• **PAGE EXCERPT**
----

Wallace and colleagues present research on rotifers
Bob Wallace, professor of biology, participated in a workshop entitled, “Cryptic speciation in Brachionus plicatilis: A workshop to describe species within the complex” at the University of Texas at El Paso from August 5-10, 2014. In this workshop, 26 individuals from around the world participated in the analysis of this single species of rotifer — one that is proving itself to be important in scientific research.
Anton Van Leeuwenhoek, the father of microbiology, discovered rotifers in the seventeenth century, and Wallace reports that in a recent compilation more than 2,500 species of these tiny, bilaterally symmetrical, multicellular animals were known to science. Over the centuries since Leeuwenhoek’s description, rotifers have even entered our popular culture, from making appearances in children’s books to poems to cartoons in newspapers to works of science fiction.
More importantly, their status in biology has become widely recognized. “Rotifers are used in education at all levels of instruction, from grade school through college,” said Wallace. “They are important in the food webs of inland waters” as they eat bacteria and algae and are subsequently eaten by aquatic predators. Rotifers are found on every continent, in both fresh and inland saline waters, as well as the inshore reaches of the world’s oceans.
The Brachionus plicatilis in particular is used in a variety of ways, including aquaculture, aging studies, and ecotoxicology. However, within the last ten years, researchers noted that Brachionus plicatilis specimens collected from around the world had subtle differences in their shape. As a result, they “hypothesized that these forms represented a complex of several species,” said Wallace.
With the advent of sophisticated genetic techniques, Wallace noted that some of the genes of Brachionus plicatilis are really different enough to warrant calling them different species. “Thus, we now considered Brachionus plicatilis to be a so-called cryptic species,” said Wallace. “While the animals looked similar, their genetic makeup is sufficiently different to nominate them as separate species.”
Past research estimates that there may be as many as 20 new species to evaluate within this cryptic species, and Wallace and his colleagues were fortunate enough to receive multiple samples of each to evaluate. “To keep these species straight for our research, we have to know how to identify the specimens,” said Wallace. He elaborated, “This is not just a matter of putting a name on a thing; making a mix-up in identification could mean that we would conflate two or more species and that could have significant implications to research. For example, we know that different rotifers react differently under the same experimental conditions. In pharmaceutical and toxicological studies using the same species in experiments that may take place in scientific labs around the world is critical.”
In order to be recognized as a new species, at least one specimen must be deposited in a museum, so the workshop’s participants received one-on-one instruction from the organizers of the workshop on the process of making permanent slides of each specimen. In addition, the participants “began the process of describing about ten new species,” said Wallace. The final count of the total number of new species will be determined after a detailed statistical analysis.
As seven instructors hosted the workshop, Wallace found their interactions an “interesting study in the social dynamics of scientists.” Each person in the workshop found their own best niche so that the group functioned well without specific guidance.
Within the classroom, Wallace considers the dual role of professor and scholar to be crucial for providing opportunities and real-world expertise for students. “It is the teacher-scholar who, explaining concepts to his or her students, gains new insight to research problems,” said Wallace.
‘Teacher-scholars’ not only perform the primary function of their profession – they live and grow through experiencing the research process firsthand. “It’s just too easy to sit back and play the role of the ‘sage on the stage’ impressing students with what one knows without putting his or her ideas into the crucible of professional peer review.”
In addition to hosting workshops and teaching biology, Wallace keeps a full schedule, including participating in a NSF-funded research program, editing a chapter on rotifers which was published in a textbook about freshwater invertebrates this fall. He is also writing research papers and is involved in developing a symposium for the Society for Integrative and Comparative Biology. He is currently teaching courses in Ecology and Scientific Writing and Communication.

----

• **DATASET ENTRIES**
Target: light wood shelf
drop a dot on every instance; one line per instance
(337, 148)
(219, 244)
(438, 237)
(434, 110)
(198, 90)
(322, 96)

----

• **PROBLEM TO SOLVE**
In the rotifer article, swap "niche" for "place" and write out the passage between "As seven instructors" and "without specific guidance.", inclusive. The rows have no connection to the rotifer article.

• **RESPONSE TO THE EXERCISE**
As seven instructors hosted the workshop, Wallace found their interactions an “interesting study in the social dynamics of scientists.” Each person in the workshop found their own best place so that the group functioned well without specific guidance.